### Written problem
Copy out the records from the line with "Every instance of the blue advertising" to the line with "Query: blue advertising banner", both included, without changing anything.

### Entries shown
------------

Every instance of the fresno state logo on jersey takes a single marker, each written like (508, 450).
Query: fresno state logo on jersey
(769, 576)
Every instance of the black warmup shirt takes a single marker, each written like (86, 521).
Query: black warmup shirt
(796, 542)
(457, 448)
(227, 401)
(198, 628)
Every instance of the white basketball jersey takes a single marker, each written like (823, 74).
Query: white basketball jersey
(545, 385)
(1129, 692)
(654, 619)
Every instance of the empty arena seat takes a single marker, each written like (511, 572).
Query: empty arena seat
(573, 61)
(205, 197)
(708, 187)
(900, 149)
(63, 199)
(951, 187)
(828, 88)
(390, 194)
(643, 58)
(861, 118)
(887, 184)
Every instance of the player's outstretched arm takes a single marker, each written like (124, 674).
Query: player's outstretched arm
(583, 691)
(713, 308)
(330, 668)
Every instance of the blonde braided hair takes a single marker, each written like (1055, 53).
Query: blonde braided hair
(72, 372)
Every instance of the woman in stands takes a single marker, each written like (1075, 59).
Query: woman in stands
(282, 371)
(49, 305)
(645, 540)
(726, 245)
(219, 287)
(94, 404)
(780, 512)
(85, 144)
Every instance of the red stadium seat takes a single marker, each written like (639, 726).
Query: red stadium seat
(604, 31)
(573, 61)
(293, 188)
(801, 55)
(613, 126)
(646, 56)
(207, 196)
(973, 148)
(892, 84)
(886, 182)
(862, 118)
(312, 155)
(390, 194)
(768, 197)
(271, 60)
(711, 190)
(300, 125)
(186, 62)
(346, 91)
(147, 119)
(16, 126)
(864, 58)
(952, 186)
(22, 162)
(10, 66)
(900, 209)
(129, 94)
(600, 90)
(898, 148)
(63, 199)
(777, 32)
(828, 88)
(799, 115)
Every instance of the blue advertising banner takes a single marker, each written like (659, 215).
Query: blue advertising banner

------------

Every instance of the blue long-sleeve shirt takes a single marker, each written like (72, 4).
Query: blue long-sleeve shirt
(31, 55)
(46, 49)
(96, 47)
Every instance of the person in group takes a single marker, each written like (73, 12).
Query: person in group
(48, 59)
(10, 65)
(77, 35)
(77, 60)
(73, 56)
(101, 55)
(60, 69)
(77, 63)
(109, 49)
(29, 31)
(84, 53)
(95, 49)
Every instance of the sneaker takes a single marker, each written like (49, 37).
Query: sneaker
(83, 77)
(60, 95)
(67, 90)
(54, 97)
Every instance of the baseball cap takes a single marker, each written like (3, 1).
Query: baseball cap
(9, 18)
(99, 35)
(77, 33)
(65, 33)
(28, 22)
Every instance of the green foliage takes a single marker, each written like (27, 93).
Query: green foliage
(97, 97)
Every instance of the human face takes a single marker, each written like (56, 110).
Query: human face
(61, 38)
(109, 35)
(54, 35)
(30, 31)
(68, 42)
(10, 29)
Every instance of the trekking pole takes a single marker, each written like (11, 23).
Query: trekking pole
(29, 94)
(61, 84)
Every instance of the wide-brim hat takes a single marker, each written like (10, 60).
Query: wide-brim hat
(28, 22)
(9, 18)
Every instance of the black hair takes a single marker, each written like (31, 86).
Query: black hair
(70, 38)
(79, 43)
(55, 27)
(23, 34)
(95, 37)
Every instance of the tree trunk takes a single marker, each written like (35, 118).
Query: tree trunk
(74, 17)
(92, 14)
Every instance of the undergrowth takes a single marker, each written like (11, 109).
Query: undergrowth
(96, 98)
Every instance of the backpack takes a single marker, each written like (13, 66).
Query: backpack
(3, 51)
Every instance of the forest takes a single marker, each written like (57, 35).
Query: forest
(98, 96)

------------

### Task solution
Every instance of the blue advertising banner takes a single marker, each written like (659, 215).
Query: blue advertising banner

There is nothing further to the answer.